- [Text extract]

* * * *

Luin na seilge ag sceinnim le fórlucht,
ls cearca feádha go fánach glórach,
Connairt an ríogh ’s a shaoithe tóirseach
D’éis a reatha i n-aghaidh sleasaibh na gceochnoc.12
I beheld, said she, in his musical, princely mansion,
Speckled silks, and garments of pure satin,
Swords being whetted, invalids quaffing mead,
And warriors playing at fidhchill of the chessmen.
Coverlets being prepared, morn and even,
Young maidens engaged in arranging down,
Wines, newly-opened, being drunk, and jollity,
Viands on spits, and uisquebagh on tables;
Companies coming to the famous mansion without sorrow,
Companies falling down with feverish pulse,
Companies inebriate without offence to their neighbours,
Companies of pride discoursing uproariously.
A fragrant odour issuing in strength
From the tender breath of the trumpeting band,
Swift, continuous currents from the nostrils
Of the nobles who were wont to hold the battle field.
Airs being played harmoniously on harps,
The wise and learned reading histories,
In which an account was faultlessly given of the clergy
And of each great family that arose in Europe.
The doors wide open on enclosures bright as amber,
Waxlights blazing from every wall and chamber,
Every moment fresh casks being opened for the multitude,
With no ebb in the liquid coming to that drinking feast.
Steeds being bestowed on the ollamhs of Fodla,
Strong steeds in teams racing on the hillside,
Foot soldiers contending, abundance of beoir
In goblets of wrought silver, of great purity.
Often in that plain was heard the sound of war-bugles,
The loud cry of the chase on the sides of the misty hills,
Foxes and red bucks were being wakened for them,
Hares from the mead, waterhens, and thrushes.
The birds of the chase starting up with great force,
With pheasants dispersed and wildly screaming;
The prince’s hounds and his men fatigued
From their pursuit up the slope of the misty mountains.

* * * *

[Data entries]
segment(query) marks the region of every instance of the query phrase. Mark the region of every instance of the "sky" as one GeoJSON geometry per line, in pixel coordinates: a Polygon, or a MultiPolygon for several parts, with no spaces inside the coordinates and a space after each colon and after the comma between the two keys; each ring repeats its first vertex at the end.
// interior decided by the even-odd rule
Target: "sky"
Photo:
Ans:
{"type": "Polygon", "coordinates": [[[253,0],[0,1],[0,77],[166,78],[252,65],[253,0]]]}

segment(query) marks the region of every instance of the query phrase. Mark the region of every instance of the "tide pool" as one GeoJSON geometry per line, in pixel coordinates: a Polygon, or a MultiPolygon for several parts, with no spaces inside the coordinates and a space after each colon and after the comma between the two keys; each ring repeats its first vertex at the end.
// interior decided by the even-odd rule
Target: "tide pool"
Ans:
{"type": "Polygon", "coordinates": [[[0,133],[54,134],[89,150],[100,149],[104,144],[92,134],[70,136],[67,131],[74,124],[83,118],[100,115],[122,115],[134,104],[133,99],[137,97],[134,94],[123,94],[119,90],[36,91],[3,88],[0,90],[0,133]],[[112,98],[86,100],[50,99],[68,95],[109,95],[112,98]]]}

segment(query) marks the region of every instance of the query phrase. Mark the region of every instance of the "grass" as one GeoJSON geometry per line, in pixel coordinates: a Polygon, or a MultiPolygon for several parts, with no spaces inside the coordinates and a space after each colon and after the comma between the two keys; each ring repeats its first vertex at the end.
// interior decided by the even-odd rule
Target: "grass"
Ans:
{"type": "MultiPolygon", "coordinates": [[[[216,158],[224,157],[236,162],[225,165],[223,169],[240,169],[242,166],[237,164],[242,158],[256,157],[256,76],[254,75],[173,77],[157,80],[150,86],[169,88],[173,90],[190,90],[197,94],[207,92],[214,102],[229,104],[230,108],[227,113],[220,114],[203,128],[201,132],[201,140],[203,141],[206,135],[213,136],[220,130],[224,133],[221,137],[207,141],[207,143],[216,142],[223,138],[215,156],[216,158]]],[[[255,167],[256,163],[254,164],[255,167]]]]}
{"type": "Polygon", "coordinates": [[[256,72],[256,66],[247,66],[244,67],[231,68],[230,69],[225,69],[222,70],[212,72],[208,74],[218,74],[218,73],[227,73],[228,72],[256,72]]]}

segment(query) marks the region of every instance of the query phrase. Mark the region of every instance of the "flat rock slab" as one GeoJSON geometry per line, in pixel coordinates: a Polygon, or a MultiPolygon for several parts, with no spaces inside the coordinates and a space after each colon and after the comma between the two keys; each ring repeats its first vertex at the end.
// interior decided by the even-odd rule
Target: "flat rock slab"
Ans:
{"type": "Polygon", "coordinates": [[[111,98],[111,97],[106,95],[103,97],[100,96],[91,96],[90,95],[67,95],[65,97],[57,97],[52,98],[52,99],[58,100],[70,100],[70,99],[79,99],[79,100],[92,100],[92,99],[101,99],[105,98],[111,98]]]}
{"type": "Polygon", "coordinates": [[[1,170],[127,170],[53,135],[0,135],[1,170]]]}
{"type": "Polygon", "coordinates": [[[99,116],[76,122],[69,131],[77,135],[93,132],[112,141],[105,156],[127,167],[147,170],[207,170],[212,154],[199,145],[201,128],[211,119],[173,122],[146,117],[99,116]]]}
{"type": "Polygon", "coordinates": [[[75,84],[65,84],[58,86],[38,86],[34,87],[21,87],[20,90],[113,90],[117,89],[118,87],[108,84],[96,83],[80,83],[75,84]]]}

* * * *

- [Written tasks]
a) Rewrite the poem from "Often in that" through "the misty mountains.", replacing "pheasants" with "partridges".
b) Select every line of the entries that contains the string "pool", matching case exactly.
These entries have no connection to the poem.

- [Responses in order]
a)
Often in that plain was heard the sound of war-bugles,
The loud cry of the chase on the sides of the misty hills,
Foxes and red bucks were being wakened for them,
Hares from the mead, waterhens, and thrushes.
The birds of the chase starting up with great force,
With partridges dispersed and wildly screaming;
The prince’s hounds and his men fatigued
From their pursuit up the slope of the misty mountains.

b)
segment(query) marks the region of every instance of the query phrase. Mark the region of every instance of the "tide pool" as one GeoJSON geometry per line, in pixel coordinates: a Polygon, or a MultiPolygon for several parts, with no spaces inside the coordinates and a space after each colon and after the comma between the two keys; each ring repeats its first vertex at the end.
Target: "tide pool"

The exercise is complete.